◆ Problems:
#1 Shorten the paragraph in the Photo-Lettering text that begins "Their main business was" into a bulleted list that keeps its main facts.
#2 According to the Photo-Lettering text, why did the company not move to digital? Answer in one to three sentences.
#3 Carry on the Photo-Lettering text from its last sentence.

==== Text shown

New York based Photo-Lettering, Inc. (affectionately known as PLINC) pioneered photocomposition starting in 1936, and lasted until the desktop publishing era.

Their main business was setting headlines and advertising text from an amazing library of over 10,000 type designs, the largest library from a single foundry before or since. A great variety of optical effects could enhance the work, made possible by many different lenses. (Now every Adobe Illustrator or Corel Draw user has the same power available to them, only now more open to abuse...) In their later years they also offered text setting with about 1,000 fonts from the library.

Photo-Lettering designers included Bob Alonso, Vincent Pacella, Vic Caruso, and the master Ed Benguiat.

But for a lack of funds the company might have made the transition to digital. In the late 1980s they went out of business. A few of their original fonts were digitized in the 1990s and 2000s by ITC and Nick’s Fonts.

========
==== Records

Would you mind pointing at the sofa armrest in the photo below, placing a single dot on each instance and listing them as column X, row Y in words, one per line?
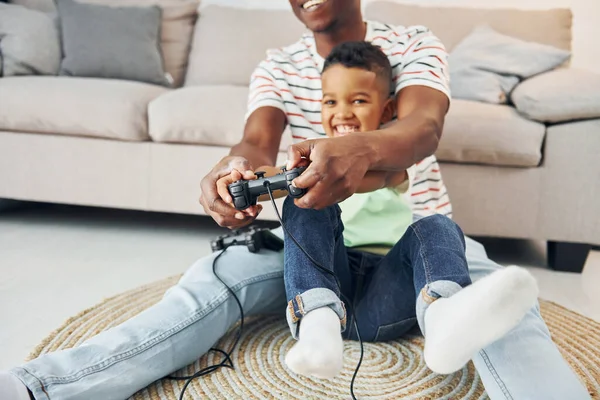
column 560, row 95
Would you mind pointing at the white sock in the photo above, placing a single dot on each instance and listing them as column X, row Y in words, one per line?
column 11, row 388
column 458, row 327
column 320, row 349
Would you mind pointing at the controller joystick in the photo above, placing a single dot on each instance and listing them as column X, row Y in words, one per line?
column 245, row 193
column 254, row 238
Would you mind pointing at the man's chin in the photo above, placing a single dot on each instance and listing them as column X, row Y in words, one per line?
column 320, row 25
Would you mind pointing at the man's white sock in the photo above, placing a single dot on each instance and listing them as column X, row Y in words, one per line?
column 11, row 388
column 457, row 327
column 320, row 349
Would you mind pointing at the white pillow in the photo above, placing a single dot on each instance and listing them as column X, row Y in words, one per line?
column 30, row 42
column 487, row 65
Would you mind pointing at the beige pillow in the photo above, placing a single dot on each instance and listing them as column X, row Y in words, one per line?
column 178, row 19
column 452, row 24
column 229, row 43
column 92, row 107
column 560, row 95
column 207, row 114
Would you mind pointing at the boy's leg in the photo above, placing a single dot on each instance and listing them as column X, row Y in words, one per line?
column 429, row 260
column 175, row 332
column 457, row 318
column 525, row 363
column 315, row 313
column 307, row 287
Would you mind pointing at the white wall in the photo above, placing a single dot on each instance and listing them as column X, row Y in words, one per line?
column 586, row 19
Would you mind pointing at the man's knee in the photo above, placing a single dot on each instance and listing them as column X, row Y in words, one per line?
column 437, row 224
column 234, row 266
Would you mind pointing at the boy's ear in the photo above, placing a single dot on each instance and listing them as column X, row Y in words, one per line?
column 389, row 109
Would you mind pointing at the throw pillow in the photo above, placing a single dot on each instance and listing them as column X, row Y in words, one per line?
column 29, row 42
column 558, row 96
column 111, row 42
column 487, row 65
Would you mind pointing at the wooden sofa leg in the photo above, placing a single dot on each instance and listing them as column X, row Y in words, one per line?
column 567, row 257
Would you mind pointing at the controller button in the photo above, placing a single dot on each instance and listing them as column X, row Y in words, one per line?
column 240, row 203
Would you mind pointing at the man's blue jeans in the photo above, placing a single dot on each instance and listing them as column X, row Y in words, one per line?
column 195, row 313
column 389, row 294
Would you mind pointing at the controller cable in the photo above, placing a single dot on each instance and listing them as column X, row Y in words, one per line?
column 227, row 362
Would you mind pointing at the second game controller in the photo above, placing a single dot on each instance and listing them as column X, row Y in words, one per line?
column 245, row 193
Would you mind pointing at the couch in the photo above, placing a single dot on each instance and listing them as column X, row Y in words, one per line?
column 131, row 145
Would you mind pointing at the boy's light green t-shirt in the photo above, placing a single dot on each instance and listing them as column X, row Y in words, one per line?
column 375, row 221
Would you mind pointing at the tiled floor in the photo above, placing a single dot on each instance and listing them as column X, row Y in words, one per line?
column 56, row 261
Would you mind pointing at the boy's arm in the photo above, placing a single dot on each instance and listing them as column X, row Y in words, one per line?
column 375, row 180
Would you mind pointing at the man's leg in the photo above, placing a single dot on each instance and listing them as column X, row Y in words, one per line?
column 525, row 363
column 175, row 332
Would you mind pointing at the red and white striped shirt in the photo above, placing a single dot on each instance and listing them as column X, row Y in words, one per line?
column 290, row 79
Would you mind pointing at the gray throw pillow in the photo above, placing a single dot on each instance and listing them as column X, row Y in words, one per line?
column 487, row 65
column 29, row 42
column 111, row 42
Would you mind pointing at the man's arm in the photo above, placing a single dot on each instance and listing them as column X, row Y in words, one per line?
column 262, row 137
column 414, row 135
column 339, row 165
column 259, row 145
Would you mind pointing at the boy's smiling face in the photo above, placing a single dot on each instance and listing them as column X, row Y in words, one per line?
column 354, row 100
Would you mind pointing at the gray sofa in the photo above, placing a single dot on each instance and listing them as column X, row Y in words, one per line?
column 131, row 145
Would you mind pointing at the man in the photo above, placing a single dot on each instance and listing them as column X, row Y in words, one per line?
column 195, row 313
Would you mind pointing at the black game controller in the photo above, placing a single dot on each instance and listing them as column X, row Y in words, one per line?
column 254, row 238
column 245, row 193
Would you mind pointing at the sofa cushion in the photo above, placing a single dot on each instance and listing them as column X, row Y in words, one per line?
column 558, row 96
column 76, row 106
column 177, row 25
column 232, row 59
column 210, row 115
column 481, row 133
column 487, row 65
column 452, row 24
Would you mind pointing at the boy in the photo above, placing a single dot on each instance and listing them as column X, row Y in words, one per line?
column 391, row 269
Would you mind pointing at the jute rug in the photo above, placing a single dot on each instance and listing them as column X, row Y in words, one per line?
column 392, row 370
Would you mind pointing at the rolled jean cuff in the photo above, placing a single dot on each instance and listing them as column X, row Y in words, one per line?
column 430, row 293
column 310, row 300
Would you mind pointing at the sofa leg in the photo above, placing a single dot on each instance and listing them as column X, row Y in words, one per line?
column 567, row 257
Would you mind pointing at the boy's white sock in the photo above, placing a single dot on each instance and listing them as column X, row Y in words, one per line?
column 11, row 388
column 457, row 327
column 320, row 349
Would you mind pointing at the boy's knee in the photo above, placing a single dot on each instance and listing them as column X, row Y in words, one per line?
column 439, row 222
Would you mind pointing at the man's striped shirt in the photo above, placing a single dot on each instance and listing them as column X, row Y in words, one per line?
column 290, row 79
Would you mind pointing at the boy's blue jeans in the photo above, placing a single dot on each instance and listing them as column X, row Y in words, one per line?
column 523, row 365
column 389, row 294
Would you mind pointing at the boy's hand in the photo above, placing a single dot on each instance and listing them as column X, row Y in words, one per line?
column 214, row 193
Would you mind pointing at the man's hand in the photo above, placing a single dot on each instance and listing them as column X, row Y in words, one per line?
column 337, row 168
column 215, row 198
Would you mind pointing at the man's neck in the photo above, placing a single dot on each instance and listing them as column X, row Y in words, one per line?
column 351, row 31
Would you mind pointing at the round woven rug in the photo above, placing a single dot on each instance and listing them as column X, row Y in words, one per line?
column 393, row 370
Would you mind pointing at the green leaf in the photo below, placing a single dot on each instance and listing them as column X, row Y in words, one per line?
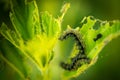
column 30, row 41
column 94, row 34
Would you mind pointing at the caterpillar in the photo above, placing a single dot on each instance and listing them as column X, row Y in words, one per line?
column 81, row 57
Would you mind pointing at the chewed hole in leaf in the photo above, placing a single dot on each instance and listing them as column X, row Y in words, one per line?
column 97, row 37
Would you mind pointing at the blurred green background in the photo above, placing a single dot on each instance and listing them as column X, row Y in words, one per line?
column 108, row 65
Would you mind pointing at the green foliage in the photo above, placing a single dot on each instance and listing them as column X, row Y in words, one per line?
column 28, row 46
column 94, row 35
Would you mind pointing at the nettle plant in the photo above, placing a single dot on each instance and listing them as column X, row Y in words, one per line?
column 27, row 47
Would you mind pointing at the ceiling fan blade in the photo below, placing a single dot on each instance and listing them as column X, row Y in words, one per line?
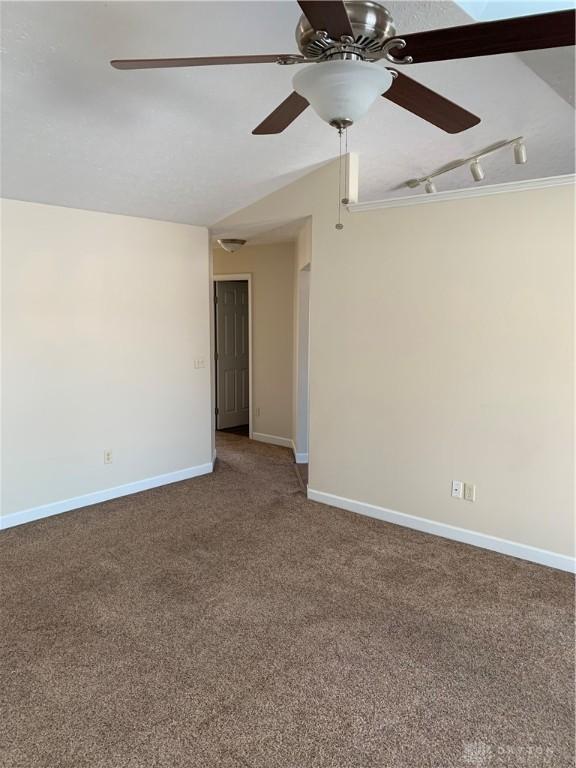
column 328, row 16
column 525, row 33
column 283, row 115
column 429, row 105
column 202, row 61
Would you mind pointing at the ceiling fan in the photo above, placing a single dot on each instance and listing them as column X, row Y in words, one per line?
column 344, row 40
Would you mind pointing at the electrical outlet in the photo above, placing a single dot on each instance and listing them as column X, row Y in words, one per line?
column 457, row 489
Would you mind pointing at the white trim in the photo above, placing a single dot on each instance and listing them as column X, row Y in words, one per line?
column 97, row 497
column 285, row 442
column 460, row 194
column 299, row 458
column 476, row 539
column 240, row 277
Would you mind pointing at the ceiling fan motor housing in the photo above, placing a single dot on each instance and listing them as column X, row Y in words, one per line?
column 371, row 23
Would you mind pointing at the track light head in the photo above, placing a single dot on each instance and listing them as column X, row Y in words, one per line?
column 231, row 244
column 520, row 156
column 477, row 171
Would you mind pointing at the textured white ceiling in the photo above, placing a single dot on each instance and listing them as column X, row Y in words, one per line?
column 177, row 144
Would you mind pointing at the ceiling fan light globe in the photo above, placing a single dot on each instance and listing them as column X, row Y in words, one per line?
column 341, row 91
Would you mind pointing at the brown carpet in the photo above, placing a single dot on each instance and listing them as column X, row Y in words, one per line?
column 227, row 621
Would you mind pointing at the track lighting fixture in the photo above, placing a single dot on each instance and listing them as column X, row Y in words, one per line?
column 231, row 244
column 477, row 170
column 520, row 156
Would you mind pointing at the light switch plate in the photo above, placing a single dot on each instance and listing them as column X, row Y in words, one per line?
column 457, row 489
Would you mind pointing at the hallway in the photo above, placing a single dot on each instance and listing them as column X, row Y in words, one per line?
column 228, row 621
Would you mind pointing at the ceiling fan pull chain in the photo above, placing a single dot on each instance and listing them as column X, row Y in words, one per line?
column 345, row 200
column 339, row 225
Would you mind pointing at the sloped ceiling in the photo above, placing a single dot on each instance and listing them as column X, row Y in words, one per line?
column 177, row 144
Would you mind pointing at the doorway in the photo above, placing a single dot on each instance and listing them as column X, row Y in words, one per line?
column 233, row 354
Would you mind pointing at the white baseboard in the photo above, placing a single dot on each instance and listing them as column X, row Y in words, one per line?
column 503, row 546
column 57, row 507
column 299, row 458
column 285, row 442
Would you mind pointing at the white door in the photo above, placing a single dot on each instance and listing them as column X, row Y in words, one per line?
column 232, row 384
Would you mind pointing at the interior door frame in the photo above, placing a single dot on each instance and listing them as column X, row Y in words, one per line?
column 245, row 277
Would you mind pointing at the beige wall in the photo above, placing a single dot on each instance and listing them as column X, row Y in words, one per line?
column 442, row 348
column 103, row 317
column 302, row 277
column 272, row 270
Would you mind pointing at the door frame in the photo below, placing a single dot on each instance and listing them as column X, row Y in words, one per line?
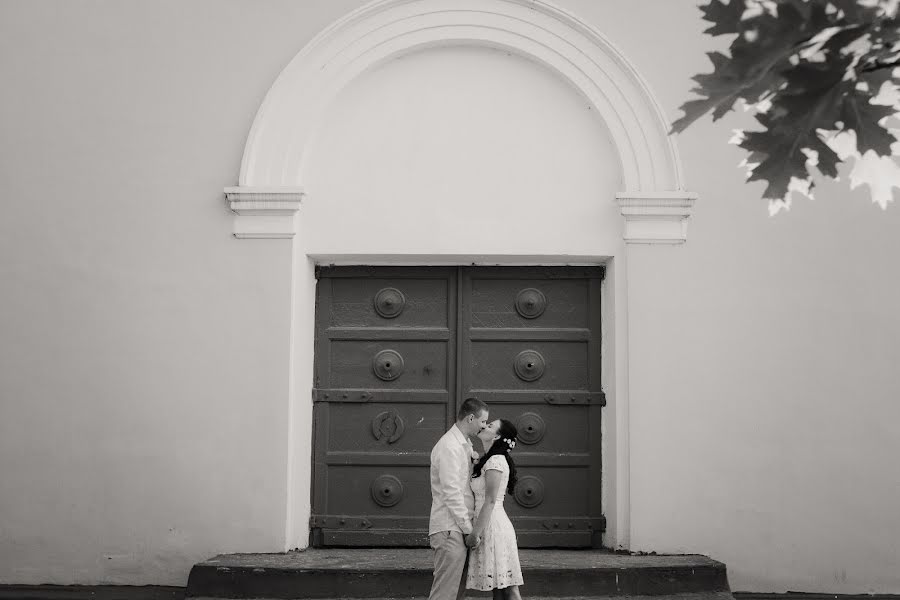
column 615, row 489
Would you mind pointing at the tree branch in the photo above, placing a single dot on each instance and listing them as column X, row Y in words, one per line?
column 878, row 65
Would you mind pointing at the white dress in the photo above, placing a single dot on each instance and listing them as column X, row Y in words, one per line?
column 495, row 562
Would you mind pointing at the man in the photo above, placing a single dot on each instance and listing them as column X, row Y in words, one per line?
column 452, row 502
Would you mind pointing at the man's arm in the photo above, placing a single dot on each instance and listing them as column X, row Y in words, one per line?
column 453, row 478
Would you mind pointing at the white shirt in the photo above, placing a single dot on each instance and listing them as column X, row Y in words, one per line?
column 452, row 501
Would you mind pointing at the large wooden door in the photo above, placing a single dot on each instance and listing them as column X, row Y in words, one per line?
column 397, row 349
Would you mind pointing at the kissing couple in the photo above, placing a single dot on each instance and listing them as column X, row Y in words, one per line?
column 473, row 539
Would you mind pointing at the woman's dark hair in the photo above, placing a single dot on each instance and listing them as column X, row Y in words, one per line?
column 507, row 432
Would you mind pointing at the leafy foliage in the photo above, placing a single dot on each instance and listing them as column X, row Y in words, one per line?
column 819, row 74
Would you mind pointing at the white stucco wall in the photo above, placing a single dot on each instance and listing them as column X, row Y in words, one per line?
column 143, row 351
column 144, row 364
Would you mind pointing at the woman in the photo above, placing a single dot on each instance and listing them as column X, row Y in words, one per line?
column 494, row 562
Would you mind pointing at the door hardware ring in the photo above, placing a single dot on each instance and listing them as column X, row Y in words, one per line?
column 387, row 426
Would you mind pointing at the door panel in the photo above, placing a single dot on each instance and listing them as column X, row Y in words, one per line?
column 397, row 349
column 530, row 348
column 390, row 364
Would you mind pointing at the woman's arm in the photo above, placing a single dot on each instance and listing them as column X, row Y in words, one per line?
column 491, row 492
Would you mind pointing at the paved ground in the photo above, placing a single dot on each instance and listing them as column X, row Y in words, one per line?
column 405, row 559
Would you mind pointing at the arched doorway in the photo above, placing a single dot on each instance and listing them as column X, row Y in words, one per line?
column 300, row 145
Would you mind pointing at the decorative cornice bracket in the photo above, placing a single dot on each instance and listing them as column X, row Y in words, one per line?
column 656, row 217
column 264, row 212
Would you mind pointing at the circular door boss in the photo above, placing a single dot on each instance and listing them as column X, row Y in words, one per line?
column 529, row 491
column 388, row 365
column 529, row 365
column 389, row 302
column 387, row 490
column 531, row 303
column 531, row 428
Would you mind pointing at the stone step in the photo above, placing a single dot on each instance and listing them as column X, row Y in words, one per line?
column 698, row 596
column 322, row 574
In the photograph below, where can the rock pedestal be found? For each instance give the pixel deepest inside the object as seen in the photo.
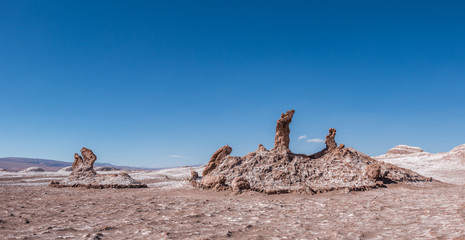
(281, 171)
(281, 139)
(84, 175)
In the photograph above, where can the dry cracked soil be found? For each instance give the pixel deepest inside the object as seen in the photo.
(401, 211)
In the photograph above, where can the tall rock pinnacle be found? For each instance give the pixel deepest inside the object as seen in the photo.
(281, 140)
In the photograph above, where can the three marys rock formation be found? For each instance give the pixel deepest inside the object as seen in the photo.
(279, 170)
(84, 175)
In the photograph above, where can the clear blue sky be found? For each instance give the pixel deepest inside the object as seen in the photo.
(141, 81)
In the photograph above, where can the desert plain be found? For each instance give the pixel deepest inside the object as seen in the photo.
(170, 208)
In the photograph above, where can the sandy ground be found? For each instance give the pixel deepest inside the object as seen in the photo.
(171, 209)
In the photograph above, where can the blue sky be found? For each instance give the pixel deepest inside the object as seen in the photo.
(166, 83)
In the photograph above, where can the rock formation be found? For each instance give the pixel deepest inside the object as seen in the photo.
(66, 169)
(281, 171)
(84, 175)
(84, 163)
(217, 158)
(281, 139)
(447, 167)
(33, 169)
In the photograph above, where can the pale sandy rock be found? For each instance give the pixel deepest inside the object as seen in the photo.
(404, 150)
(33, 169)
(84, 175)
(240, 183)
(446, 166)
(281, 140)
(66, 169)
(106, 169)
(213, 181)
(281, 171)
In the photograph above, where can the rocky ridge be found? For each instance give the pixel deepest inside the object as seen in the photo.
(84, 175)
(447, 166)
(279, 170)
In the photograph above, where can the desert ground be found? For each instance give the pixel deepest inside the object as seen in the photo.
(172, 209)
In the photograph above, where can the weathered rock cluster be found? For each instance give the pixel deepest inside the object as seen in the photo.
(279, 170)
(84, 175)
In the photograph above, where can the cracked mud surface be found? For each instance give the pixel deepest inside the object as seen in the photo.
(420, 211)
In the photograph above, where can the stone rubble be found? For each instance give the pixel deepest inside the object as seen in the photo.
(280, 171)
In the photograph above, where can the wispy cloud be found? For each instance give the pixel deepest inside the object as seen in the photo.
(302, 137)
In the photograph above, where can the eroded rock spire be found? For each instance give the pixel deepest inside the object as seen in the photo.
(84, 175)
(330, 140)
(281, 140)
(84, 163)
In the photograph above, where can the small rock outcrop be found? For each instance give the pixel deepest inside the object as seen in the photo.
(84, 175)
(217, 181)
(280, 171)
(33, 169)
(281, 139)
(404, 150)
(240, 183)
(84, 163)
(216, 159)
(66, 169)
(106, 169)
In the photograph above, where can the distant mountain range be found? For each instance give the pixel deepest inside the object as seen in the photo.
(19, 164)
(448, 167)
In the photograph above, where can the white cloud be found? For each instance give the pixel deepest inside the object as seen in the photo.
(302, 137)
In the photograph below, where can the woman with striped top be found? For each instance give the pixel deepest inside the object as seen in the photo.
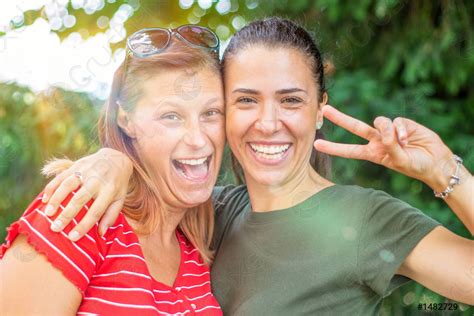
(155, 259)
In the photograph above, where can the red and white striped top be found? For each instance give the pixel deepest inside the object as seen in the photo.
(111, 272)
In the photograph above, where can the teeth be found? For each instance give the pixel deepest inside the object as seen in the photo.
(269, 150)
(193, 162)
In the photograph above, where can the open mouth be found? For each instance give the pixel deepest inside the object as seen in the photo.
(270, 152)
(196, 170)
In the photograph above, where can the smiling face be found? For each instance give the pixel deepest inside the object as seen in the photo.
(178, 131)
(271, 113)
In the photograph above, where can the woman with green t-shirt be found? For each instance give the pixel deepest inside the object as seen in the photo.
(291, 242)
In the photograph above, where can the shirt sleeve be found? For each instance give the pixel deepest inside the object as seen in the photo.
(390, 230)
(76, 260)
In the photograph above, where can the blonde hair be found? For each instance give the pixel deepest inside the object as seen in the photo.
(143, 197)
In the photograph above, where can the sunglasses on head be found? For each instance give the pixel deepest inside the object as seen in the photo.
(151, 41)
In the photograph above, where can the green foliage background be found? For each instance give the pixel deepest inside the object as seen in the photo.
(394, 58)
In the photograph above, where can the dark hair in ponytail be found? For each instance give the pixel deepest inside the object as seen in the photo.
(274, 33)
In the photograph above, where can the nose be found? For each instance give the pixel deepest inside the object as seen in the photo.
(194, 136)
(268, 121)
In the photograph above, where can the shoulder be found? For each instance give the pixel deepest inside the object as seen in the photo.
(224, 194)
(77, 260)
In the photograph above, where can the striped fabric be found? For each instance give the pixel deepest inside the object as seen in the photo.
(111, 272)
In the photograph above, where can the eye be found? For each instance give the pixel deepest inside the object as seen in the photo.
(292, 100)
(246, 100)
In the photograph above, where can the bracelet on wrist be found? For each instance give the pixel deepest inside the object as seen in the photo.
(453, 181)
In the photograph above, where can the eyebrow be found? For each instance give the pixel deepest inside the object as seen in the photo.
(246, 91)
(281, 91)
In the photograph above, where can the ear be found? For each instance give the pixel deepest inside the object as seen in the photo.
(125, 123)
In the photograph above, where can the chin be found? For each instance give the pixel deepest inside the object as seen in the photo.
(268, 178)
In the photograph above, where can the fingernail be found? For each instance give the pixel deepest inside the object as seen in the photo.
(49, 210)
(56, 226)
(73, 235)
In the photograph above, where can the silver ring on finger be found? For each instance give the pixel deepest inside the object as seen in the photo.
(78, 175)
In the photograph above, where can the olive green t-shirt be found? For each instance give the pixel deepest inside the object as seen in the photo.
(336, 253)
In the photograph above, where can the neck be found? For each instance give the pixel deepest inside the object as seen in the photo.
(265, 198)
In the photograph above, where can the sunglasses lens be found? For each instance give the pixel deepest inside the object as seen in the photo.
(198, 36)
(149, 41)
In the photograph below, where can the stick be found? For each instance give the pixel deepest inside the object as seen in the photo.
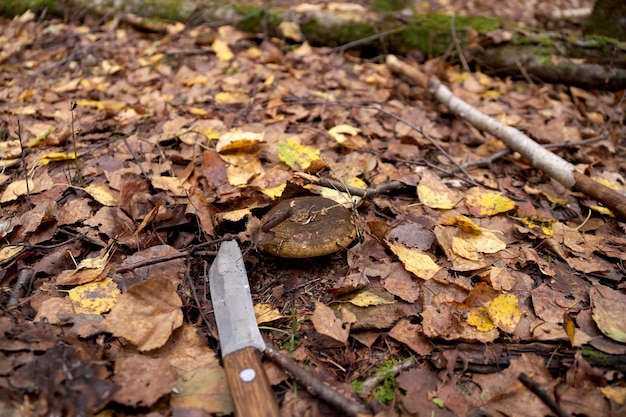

========

◆ Results for the exercise:
#1
- Main business: setting headlines and advertising text
- Library: over 10,000 type designs, the largest from a single foundry before or since
- Many different lenses allowed a wide range of optical effects
- Today Adobe Illustrator and Corel Draw users have the same power, though it is more open to abuse
- In later years, text setting was offered with about 1,000 fonts from the library

#2 A lack of funds kept the company from making the transition to digital. It went out of business in the late 1980s.

#3
The most significant recent development was in April 2003, when House Industries announced they had purchased the entire physical assets of Photo-Lettering, material amounting to 1500 cubic ft (42 cubic meters). The plan, developed technically by Ken Barber, Christian Schwartz and Erik van Blokland, is to offer advanced typesetting of Photo-Lettering fonts by means of a website where parameters – layering, color control and multiple master interpolation over six axes – may be controlled by the customer. Much of this technology is beyond the scope of existing font formats such as OpenType.